• INSTRUCTIONS TO FOLLOW:
Will you transcribe the entries that follow, exactly and in full?

• Segmentation mask data:
┌────────

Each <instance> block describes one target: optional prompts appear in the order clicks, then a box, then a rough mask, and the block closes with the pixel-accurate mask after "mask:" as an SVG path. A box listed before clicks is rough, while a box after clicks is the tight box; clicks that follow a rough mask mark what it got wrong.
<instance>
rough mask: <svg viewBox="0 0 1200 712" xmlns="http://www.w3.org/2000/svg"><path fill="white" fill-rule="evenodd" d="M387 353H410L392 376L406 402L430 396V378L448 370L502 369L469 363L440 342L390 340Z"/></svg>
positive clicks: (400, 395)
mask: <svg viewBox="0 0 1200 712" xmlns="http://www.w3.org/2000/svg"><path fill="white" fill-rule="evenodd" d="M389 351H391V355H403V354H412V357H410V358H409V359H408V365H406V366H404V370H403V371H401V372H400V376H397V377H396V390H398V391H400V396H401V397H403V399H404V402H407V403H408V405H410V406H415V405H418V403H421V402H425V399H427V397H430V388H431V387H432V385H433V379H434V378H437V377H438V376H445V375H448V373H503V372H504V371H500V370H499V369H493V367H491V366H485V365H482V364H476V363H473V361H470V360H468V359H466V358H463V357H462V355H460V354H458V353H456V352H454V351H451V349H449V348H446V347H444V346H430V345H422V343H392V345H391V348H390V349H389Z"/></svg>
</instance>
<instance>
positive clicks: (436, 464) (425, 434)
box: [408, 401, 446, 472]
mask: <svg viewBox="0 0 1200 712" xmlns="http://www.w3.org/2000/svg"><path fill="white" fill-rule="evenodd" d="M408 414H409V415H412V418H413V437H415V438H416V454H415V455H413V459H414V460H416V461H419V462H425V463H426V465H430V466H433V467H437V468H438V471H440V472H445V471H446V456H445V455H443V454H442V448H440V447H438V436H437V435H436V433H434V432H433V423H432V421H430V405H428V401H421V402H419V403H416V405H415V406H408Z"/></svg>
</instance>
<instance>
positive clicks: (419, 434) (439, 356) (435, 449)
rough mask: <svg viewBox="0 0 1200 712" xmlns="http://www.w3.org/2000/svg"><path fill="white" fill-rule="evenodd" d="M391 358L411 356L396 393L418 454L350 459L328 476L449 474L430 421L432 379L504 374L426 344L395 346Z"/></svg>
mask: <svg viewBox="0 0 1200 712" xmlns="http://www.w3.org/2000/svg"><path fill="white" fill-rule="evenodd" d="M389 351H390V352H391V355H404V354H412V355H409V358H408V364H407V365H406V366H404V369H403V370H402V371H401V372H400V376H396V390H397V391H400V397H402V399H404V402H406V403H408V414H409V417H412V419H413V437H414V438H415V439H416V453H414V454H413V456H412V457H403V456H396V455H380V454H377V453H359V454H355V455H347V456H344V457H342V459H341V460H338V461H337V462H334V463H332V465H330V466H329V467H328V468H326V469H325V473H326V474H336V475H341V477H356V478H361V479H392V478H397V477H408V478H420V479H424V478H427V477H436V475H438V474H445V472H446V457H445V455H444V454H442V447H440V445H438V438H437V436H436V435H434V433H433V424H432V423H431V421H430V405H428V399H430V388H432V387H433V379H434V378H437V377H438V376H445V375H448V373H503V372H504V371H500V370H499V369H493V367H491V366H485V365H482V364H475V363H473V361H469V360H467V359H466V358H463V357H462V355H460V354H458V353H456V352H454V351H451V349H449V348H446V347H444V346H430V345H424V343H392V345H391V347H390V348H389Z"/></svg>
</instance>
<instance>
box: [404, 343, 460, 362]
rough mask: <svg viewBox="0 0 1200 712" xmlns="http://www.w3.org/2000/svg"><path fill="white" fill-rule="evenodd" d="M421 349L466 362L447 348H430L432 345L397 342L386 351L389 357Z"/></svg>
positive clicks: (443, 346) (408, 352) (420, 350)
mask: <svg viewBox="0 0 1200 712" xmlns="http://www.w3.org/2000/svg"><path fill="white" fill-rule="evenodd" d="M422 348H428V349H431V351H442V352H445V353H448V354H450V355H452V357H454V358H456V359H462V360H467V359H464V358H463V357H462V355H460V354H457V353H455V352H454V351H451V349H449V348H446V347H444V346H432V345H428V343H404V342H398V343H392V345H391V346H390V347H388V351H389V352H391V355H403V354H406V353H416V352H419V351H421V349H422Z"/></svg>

└────────

• ANSWER:
Each <instance> block describes one target: optional prompts appear in the order clicks, then a box, then a rough mask, and the block closes with the pixel-accurate mask after "mask:" as an SVG path. A box listed before clicks is rough, while a box after clicks is the tight box; clicks that follow a rough mask mark what it got wrong.
<instance>
rough mask: <svg viewBox="0 0 1200 712" xmlns="http://www.w3.org/2000/svg"><path fill="white" fill-rule="evenodd" d="M387 353H410L392 376L406 402L430 396V378L448 370L502 369L469 363L440 342L390 340Z"/></svg>
positive clicks: (400, 395)
mask: <svg viewBox="0 0 1200 712" xmlns="http://www.w3.org/2000/svg"><path fill="white" fill-rule="evenodd" d="M389 351H391V355H403V354H412V357H410V358H409V359H408V365H406V366H404V370H403V371H401V372H400V376H397V377H396V390H398V391H400V396H401V397H403V399H404V402H407V403H408V405H410V406H415V405H418V403H421V402H425V399H427V397H430V388H431V387H432V385H433V379H434V378H437V377H438V376H445V375H448V373H503V372H504V371H500V370H499V369H493V367H491V366H485V365H482V364H476V363H473V361H470V360H468V359H466V358H463V357H462V355H460V354H458V353H456V352H454V351H451V349H449V348H446V347H444V346H430V345H422V343H392V345H391V348H390V349H389Z"/></svg>
</instance>
<instance>
positive clicks: (436, 464) (425, 434)
box: [408, 401, 446, 472]
mask: <svg viewBox="0 0 1200 712" xmlns="http://www.w3.org/2000/svg"><path fill="white" fill-rule="evenodd" d="M408 414H409V415H412V418H413V437H415V438H416V454H415V455H413V459H414V460H416V461H419V462H425V463H426V465H430V466H433V467H437V468H438V471H440V472H445V471H446V456H445V455H443V454H442V448H440V447H438V436H437V435H436V433H434V432H433V423H432V421H430V405H428V401H421V402H419V403H416V405H415V406H408Z"/></svg>
</instance>
<instance>
positive clicks: (419, 434) (439, 356) (435, 449)
rough mask: <svg viewBox="0 0 1200 712" xmlns="http://www.w3.org/2000/svg"><path fill="white" fill-rule="evenodd" d="M391 358L411 356L396 393L418 454L350 459L328 476L449 474L430 421L432 379L504 374L426 344L395 346Z"/></svg>
mask: <svg viewBox="0 0 1200 712" xmlns="http://www.w3.org/2000/svg"><path fill="white" fill-rule="evenodd" d="M389 351H390V352H391V355H404V354H412V355H409V358H408V364H407V365H406V366H404V369H403V370H402V371H401V372H400V376H396V390H397V391H400V397H402V399H404V402H406V403H408V414H409V417H412V419H413V437H414V438H415V439H416V453H414V454H413V456H412V457H403V456H396V455H380V454H377V453H359V454H355V455H347V456H344V457H342V459H341V460H338V461H337V462H334V463H332V465H330V466H329V467H328V468H326V469H325V473H326V474H336V475H341V477H356V478H361V479H392V478H397V477H408V478H420V479H424V478H427V477H436V475H438V474H445V472H446V457H445V455H444V454H442V447H440V445H438V438H437V436H436V435H434V433H433V424H432V423H431V421H430V405H428V399H430V388H432V387H433V379H434V378H437V377H438V376H445V375H448V373H503V372H504V371H500V370H499V369H493V367H491V366H485V365H482V364H475V363H473V361H469V360H467V359H466V358H463V357H462V355H460V354H458V353H456V352H454V351H451V349H449V348H446V347H444V346H430V345H424V343H392V345H391V347H390V348H389Z"/></svg>
</instance>
<instance>
box: [404, 343, 460, 362]
rough mask: <svg viewBox="0 0 1200 712" xmlns="http://www.w3.org/2000/svg"><path fill="white" fill-rule="evenodd" d="M421 349L466 362L447 348H430L432 345L397 342L386 351L389 357Z"/></svg>
positive clicks: (443, 346) (408, 352) (420, 350)
mask: <svg viewBox="0 0 1200 712" xmlns="http://www.w3.org/2000/svg"><path fill="white" fill-rule="evenodd" d="M422 348H428V349H431V351H442V352H445V353H448V354H450V355H452V357H454V358H456V359H462V360H467V359H464V358H463V357H462V355H460V354H457V353H455V352H454V351H451V349H449V348H446V347H444V346H432V345H428V343H404V342H398V343H392V345H391V346H390V347H388V351H389V352H391V355H403V354H406V353H416V352H419V351H421V349H422Z"/></svg>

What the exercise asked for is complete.